INSTRUCTIONS FOR THE TASK:
Could you repeat the records below exactly, leaving the pictures out?

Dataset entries
/---

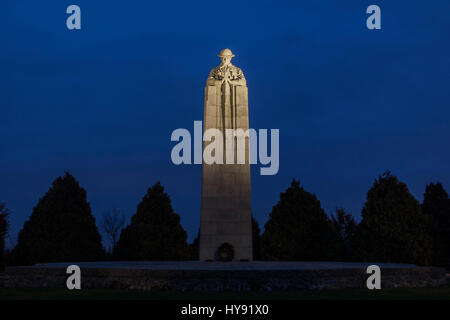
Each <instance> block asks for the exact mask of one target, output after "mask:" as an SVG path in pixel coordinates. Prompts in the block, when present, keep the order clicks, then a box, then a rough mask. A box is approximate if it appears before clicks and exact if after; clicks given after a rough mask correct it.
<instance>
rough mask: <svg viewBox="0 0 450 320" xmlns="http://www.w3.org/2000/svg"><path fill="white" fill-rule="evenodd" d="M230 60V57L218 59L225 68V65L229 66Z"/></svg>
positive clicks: (220, 58) (230, 58)
mask: <svg viewBox="0 0 450 320" xmlns="http://www.w3.org/2000/svg"><path fill="white" fill-rule="evenodd" d="M231 58H232V57H231V56H223V57H220V59H221V60H222V64H223V65H224V66H227V65H229V64H230V63H231Z"/></svg>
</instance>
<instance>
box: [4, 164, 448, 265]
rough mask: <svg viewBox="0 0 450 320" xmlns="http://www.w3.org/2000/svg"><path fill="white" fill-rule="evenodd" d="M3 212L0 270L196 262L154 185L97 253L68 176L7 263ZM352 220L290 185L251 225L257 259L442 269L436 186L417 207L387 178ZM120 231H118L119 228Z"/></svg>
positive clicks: (112, 232) (100, 247) (5, 206)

\---

SOLUTION TO THE PROBLEM:
Each <instance> block asks for the exact mask of one target, output after "mask:" as an SVG path in pixel coordinates. Prompts in the block, when present, keep the order clicks, then a box, then a rough mask. A box is approximate if it appears before clicks and exact if after; clicks given after a rough mask correct it.
<instance>
rough mask: <svg viewBox="0 0 450 320" xmlns="http://www.w3.org/2000/svg"><path fill="white" fill-rule="evenodd" d="M230 60V57L218 59L225 68V65L229 66Z"/></svg>
positive clicks: (220, 58) (230, 58)
mask: <svg viewBox="0 0 450 320" xmlns="http://www.w3.org/2000/svg"><path fill="white" fill-rule="evenodd" d="M231 58H232V57H231V56H223V57H220V59H221V60H222V64H223V65H224V66H227V65H229V64H230V63H231Z"/></svg>
</instance>
<instance>
box: [4, 164, 448, 265]
rough mask: <svg viewBox="0 0 450 320" xmlns="http://www.w3.org/2000/svg"><path fill="white" fill-rule="evenodd" d="M3 212L0 270L196 262L154 185L97 253L68 176L7 263ZM352 220L290 185L251 225L257 259L442 269L436 186L417 207L387 178ZM120 231H118L119 228Z"/></svg>
positive clicks: (112, 232) (100, 247) (5, 206)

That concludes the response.